▸ **Work to complete**:
Convert the material below into a two-column CSV with the header row instruction,location, giving one row for every text-and-answer pair. Put each text and its answer in a single double-quoted field with line breaks replaced by spaces, and leave out the pictures.

▸ **Task material**:
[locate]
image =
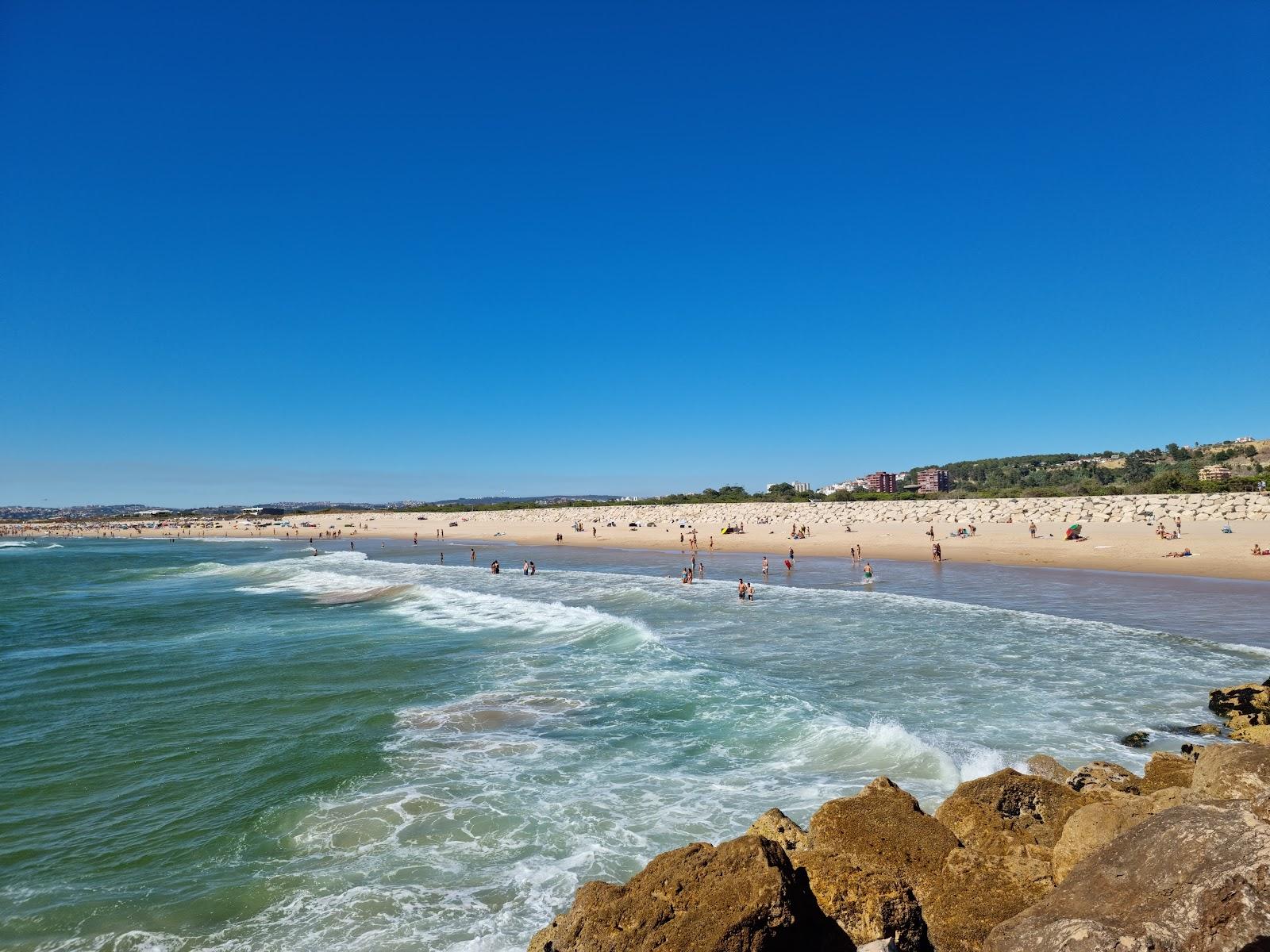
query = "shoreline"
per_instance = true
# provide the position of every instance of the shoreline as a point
(1109, 546)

▸ **Solution for this task**:
instruction,location
"[locate] image = query = ""shoreline"" per_instance = true # provide the position of every instance of the shoreline as a point","(1109, 546)"